Directions ::
Every single entry needs to appear again exactly as given.

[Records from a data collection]
# # # # # # #
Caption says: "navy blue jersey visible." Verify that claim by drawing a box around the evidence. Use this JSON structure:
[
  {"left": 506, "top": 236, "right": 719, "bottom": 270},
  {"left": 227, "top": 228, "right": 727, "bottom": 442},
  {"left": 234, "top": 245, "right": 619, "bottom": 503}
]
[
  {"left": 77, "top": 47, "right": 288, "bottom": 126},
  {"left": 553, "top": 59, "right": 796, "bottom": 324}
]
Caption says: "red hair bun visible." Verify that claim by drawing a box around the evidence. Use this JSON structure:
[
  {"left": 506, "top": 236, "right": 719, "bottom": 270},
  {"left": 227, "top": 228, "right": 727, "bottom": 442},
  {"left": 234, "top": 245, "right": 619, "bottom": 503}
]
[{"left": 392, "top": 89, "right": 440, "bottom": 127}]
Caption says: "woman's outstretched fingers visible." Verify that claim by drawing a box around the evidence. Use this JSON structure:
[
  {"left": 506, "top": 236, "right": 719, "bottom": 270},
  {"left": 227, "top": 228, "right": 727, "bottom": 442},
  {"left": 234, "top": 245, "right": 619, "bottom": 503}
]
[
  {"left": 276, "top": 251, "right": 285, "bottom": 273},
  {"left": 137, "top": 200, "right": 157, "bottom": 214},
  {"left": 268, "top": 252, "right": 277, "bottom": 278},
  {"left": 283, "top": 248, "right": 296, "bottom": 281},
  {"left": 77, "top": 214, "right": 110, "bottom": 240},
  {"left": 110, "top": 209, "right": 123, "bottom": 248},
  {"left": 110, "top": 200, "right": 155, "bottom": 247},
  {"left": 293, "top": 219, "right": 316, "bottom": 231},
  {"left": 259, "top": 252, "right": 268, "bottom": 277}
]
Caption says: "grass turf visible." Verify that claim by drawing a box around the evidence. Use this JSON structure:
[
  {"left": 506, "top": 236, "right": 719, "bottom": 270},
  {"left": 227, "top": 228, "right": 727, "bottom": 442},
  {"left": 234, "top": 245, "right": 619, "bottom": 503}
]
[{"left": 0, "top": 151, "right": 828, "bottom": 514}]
# # # # # # #
Response ::
Caption says: "navy blue jersey visible." Verify that claim by drawing a box around the evidence. Use this JSON structure:
[
  {"left": 506, "top": 236, "right": 719, "bottom": 270},
  {"left": 227, "top": 228, "right": 727, "bottom": 442},
  {"left": 234, "top": 245, "right": 619, "bottom": 503}
]
[
  {"left": 77, "top": 47, "right": 288, "bottom": 126},
  {"left": 553, "top": 59, "right": 796, "bottom": 324}
]
Caption says: "red hair bun visible." Verify that claim by drawing a box around the evidence. Use this JSON structure:
[
  {"left": 506, "top": 236, "right": 719, "bottom": 270},
  {"left": 227, "top": 228, "right": 727, "bottom": 442},
  {"left": 234, "top": 245, "right": 619, "bottom": 503}
]
[{"left": 392, "top": 89, "right": 440, "bottom": 127}]
Caption says: "woman's outstretched fingers visible." Verify that claim by drawing a box around the evidence. Use this JSON structure:
[
  {"left": 506, "top": 236, "right": 719, "bottom": 270},
  {"left": 227, "top": 228, "right": 727, "bottom": 442},
  {"left": 234, "top": 245, "right": 619, "bottom": 503}
]
[
  {"left": 276, "top": 251, "right": 285, "bottom": 273},
  {"left": 137, "top": 200, "right": 157, "bottom": 214},
  {"left": 268, "top": 252, "right": 277, "bottom": 278},
  {"left": 283, "top": 248, "right": 296, "bottom": 281},
  {"left": 77, "top": 214, "right": 110, "bottom": 240},
  {"left": 110, "top": 209, "right": 123, "bottom": 248},
  {"left": 110, "top": 200, "right": 155, "bottom": 247},
  {"left": 293, "top": 219, "right": 316, "bottom": 231},
  {"left": 259, "top": 252, "right": 268, "bottom": 277}
]
Caption says: "grass turf visible." Verify that claim by drawing a box around the evidence. Use this JSON structure:
[
  {"left": 506, "top": 236, "right": 719, "bottom": 270},
  {"left": 227, "top": 228, "right": 727, "bottom": 442},
  {"left": 234, "top": 245, "right": 619, "bottom": 503}
]
[{"left": 0, "top": 151, "right": 828, "bottom": 514}]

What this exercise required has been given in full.